[Data records]
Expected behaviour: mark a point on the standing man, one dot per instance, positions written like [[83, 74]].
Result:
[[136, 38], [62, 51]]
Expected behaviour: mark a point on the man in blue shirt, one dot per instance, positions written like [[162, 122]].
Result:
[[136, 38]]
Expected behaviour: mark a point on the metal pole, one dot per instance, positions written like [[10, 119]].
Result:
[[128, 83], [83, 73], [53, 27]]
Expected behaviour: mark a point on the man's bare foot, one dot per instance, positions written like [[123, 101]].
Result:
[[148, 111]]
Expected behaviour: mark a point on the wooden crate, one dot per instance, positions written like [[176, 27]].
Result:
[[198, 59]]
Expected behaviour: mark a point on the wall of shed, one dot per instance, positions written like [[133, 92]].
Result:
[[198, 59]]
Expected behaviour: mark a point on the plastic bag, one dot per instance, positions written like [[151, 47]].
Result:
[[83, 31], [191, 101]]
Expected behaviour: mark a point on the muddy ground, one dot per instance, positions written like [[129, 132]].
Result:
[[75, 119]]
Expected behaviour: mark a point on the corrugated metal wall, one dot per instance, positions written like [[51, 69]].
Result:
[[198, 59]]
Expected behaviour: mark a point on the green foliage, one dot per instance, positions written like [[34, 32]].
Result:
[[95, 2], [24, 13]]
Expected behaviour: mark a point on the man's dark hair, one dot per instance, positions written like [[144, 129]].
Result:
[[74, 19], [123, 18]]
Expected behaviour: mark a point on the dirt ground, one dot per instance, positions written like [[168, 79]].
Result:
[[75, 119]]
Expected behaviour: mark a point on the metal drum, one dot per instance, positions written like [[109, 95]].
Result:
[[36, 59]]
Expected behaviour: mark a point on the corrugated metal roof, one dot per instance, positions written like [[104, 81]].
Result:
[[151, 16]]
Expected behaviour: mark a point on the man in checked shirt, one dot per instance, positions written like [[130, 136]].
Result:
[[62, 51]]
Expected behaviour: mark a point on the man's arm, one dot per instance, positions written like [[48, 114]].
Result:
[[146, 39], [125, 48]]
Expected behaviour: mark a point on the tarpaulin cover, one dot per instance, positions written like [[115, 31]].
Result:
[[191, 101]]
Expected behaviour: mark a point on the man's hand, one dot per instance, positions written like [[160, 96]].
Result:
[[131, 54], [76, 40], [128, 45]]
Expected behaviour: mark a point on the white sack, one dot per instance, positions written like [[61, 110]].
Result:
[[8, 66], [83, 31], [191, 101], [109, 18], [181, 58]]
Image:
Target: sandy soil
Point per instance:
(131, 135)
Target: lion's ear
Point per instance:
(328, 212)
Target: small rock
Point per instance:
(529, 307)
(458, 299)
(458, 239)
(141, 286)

- **Task**:
Write out all the records above one more time, exactly.

- **Result for this task**:
Expected behaviour: mark a point on the standing man, one dot per instance, positions written like [[83, 74]].
Result:
[[136, 38], [62, 51]]
Expected behaviour: mark a point on the man in blue shirt, one dot per instance, positions written like [[162, 122]].
Result:
[[136, 38]]
Expected behaviour: mark a point on the metal pole, one dot per instance, positions written like [[10, 119]].
Result:
[[128, 83], [83, 73], [53, 27]]
Expected behaviour: mark a point on the man's bare foot, one dot per instance, positions written like [[123, 101]].
Result:
[[148, 111]]
Expected behaviour: mark a point on the wooden crate, one dot per instance, positions written like [[176, 27]].
Result:
[[198, 59]]
Expected behaviour: mark a point on the wall of shed, one dot per instance, positions written like [[133, 92]].
Result:
[[198, 59]]
Expected behaviour: mark a point on the plastic bag, one dot per instance, positions written like [[151, 47]].
Result:
[[83, 31], [191, 101]]
Expected behaviour: mark a point on the muddy ground, one dot per instance, positions written like [[129, 132]].
Result:
[[75, 119]]
Expected behaviour: mark a point on the corrugated metal wall, one dot per instance, positions written like [[51, 69]].
Result:
[[198, 59]]
Expected behaviour: mark a point on the green foliage, one dot per instance, positions written like [[34, 32]].
Result:
[[95, 2], [24, 13]]
Expected behaviour: mark a point on the man's dark hair, one dot per instance, positions written like [[144, 129]].
Result:
[[74, 19], [123, 18]]
Expected behaviour: mark a point on the dirt ground, one dot per instance, positions written like [[168, 79]].
Result:
[[75, 119]]
Expected behaviour: mark a point on the metal drum, one dot per instance, positions written like [[109, 95]].
Result:
[[36, 59]]
Expected behaviour: mark a point on the corrugated metal roof, one dot per instance, positions written like [[104, 81]].
Result:
[[151, 16]]
Expected behaviour: mark a point on the man in checked shirt, one dot per instance, positions written like [[130, 136]].
Result:
[[62, 51]]
Expected behaviour: mark a point on the man's arm, one dot per instance, positions written like [[48, 114]].
Result:
[[146, 39], [125, 48]]
Expected behaviour: mark a point on the tarpaulin cover, one dot per instance, positions written like [[115, 31]].
Result:
[[191, 101]]
Expected behaviour: mark a point on the man's hand, one dot per instance, positions written like [[160, 96]].
Result:
[[131, 54], [76, 40], [128, 45]]
Expected behaviour: mark a point on the white sack, one dot per instance, positions written like [[61, 110]].
Result:
[[8, 66], [83, 31], [191, 101], [109, 18], [181, 58]]
Image:
Target: sandy soil
Point per instance:
(131, 135)
Target: lion's ear
Point per instance:
(328, 212)
Target: small rock
Point per instance:
(529, 307)
(458, 299)
(458, 239)
(141, 286)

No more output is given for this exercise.